* _SET TASK 1_
According to the text on plasma-treated oxide films, what accounts for the lower hysteresis voltage of the as-deposited Ce₂Ti₂O₇ film compared with the as-deposited CeO₂ film? Answer in one to three sentences.
* _SET TASK 2_
Render the following sentence from the text on plasma-treated oxide films into French: "The results indicate that NH₃ plasma treatment could passivate defects and enhance sensing performance, consistent with the material analysis."
* _SET TASK 3_
Repeat the portion of the text on plasma-treated oxide films from "The normalized C-V curve of the CeO₂" to "treatment and (d) with NH₃ plasma treatment for 3 min.", reproducing it character for character.
** Begin TEXT PASSAGE **
The normalized C-V curve of the CeO₂ sample (a) without NH₃ plasma treatment and (b) with NH₃ plasma treatment for 3 min. The normalized C-V curve of the Ce₂Ti₂O₇ sample (c) without and (d) with NH₃ plasma treatment for 3 min.

Figure 7

The linearity and sensitivity extracted from normalized C-V curve for the CeO₂ sample (a) without NH₃ plasma treatment and (b) with NH₃ plasma treatment for 3 min. The normalized C-V curve of the Ce₂Ti₂O₇ sample (c) without NH₃ plasma treatment and (d) with NH₃ plasma treatment for 3 min.

Furthermore, to study the hysteresis effects of the CeO₂ and Ce₂TiO₇ films which underwent through various plasma treatment conditions, hysteresis voltages were measured for the CeO₂ film and the Ce₂Ti₂O₇ film with different plasma treatment conditions, as shown in Fig. 8(a and b). The as-deposited CeO₂ film with a hysteresis voltage of 27.7 mV and the as-deposited Ce₂Ti₂O₇ film with a hysteresis voltage of 20.8 mV could be observed, indicating that Ti-doping might reduce the dangling bonds and traps to lower the hysteresis voltage. Furthermore, the CeO₂ with NH₃ plasma treatment had a low hysteresis voltage of 7.8 mV, and the Ce₂Ti₂O₇ film with NH₃ plasma voltage had the lowest hysteresis voltage of 5.6 mV. The results indicate that NH₃ plasma treatment could passivate defects and enhance sensing performance, consistent with the material analysis.
** End TEXT PASSAGE **
** Begin RECORDS SHOWN **
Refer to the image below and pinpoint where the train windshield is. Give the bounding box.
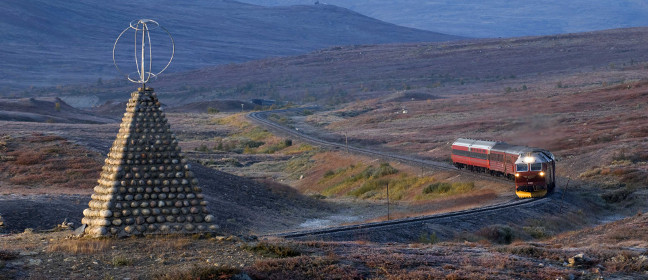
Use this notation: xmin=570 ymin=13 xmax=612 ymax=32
xmin=515 ymin=163 xmax=529 ymax=172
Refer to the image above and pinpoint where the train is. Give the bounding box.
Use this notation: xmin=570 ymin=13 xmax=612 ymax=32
xmin=451 ymin=138 xmax=556 ymax=198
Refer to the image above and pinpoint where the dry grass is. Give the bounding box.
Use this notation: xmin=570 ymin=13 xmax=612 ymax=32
xmin=0 ymin=133 xmax=103 ymax=192
xmin=47 ymin=239 xmax=113 ymax=254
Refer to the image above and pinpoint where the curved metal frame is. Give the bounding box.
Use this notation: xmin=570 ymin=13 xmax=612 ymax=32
xmin=113 ymin=19 xmax=175 ymax=84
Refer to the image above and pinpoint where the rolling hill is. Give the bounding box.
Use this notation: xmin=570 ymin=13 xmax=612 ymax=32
xmin=0 ymin=0 xmax=460 ymax=89
xmin=242 ymin=0 xmax=648 ymax=38
xmin=25 ymin=28 xmax=648 ymax=106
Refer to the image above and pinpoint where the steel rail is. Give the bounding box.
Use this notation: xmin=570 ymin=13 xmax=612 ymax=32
xmin=247 ymin=109 xmax=544 ymax=238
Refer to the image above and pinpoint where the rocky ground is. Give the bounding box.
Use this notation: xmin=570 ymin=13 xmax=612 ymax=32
xmin=0 ymin=211 xmax=648 ymax=279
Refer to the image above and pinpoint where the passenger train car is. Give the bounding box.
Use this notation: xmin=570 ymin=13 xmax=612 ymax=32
xmin=451 ymin=138 xmax=556 ymax=198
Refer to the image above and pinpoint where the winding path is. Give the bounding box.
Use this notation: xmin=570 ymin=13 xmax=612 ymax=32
xmin=247 ymin=108 xmax=546 ymax=242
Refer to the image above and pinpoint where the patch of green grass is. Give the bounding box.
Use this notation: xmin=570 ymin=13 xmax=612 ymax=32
xmin=112 ymin=256 xmax=133 ymax=266
xmin=419 ymin=232 xmax=439 ymax=244
xmin=348 ymin=179 xmax=389 ymax=198
xmin=243 ymin=242 xmax=301 ymax=258
xmin=422 ymin=182 xmax=475 ymax=196
xmin=153 ymin=266 xmax=241 ymax=280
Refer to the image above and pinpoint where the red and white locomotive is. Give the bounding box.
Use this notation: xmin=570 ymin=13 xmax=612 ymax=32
xmin=451 ymin=138 xmax=556 ymax=198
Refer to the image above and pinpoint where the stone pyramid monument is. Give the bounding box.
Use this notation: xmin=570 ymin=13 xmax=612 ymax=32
xmin=81 ymin=86 xmax=217 ymax=237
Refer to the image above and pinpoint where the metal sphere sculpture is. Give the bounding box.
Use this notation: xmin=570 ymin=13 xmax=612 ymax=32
xmin=113 ymin=19 xmax=175 ymax=85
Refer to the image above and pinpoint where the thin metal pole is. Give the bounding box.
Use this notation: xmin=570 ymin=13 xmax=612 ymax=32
xmin=140 ymin=23 xmax=146 ymax=83
xmin=344 ymin=131 xmax=350 ymax=154
xmin=560 ymin=177 xmax=571 ymax=214
xmin=387 ymin=183 xmax=391 ymax=221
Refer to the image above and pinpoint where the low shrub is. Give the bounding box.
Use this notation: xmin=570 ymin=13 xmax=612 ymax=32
xmin=0 ymin=250 xmax=19 ymax=261
xmin=112 ymin=256 xmax=133 ymax=266
xmin=153 ymin=266 xmax=245 ymax=280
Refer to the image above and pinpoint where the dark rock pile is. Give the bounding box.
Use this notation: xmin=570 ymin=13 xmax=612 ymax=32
xmin=81 ymin=88 xmax=217 ymax=237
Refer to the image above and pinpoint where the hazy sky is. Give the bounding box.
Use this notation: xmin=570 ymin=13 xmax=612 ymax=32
xmin=239 ymin=0 xmax=648 ymax=37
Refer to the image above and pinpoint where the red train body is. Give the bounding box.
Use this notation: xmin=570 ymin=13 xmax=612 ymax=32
xmin=451 ymin=138 xmax=556 ymax=198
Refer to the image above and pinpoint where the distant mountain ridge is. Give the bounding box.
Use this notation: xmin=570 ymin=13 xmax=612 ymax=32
xmin=0 ymin=0 xmax=461 ymax=89
xmin=241 ymin=0 xmax=648 ymax=38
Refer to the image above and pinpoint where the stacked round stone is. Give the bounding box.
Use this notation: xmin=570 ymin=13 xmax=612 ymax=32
xmin=82 ymin=88 xmax=216 ymax=237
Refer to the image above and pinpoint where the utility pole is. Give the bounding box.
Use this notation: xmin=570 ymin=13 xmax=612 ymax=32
xmin=554 ymin=176 xmax=571 ymax=214
xmin=344 ymin=131 xmax=349 ymax=154
xmin=387 ymin=183 xmax=391 ymax=221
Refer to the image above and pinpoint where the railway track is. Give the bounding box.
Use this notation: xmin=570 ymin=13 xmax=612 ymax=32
xmin=247 ymin=109 xmax=544 ymax=239
xmin=247 ymin=109 xmax=510 ymax=182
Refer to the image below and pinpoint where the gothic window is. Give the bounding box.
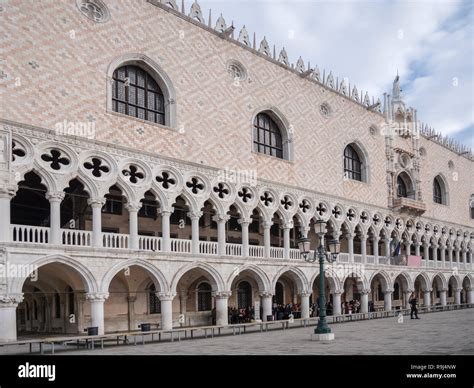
** End RECORDS SHOWN **
* _WORKED SOLUTION 1_
The text attributes the lower hysteresis voltage of the as-deposited Ce₂Ti₂O₇ film (20.8 mV versus 27.7 mV for CeO₂) to Ti-doping. Ti-doping might reduce the dangling bonds and traps.

* _WORKED SOLUTION 2_
Les résultats indiquent que le traitement par plasma de NH₃ pourrait passiver les défauts et améliorer les performances de détection, ce qui concorde avec l'analyse des matériaux.

* _WORKED SOLUTION 3_
The normalized C-V curve of the CeO₂ sample (a) without NH₃ plasma treatment and (b) with NH₃ plasma treatment for 3 min. The normalized C-V curve of the Ce₂Ti₂O₇ sample (c) without and (d) with NH₃ plasma treatment for 3 min.

Figure 7

The linearity and sensitivity extracted from normalized C-V curve for the CeO₂ sample (a) without NH₃ plasma treatment and (b) with NH₃ plasma treatment for 3 min. The normalized C-V curve of the Ce₂Ti₂O₇ sample (c) without NH₃ plasma treatment and (d) with NH₃ plasma treatment for 3 min.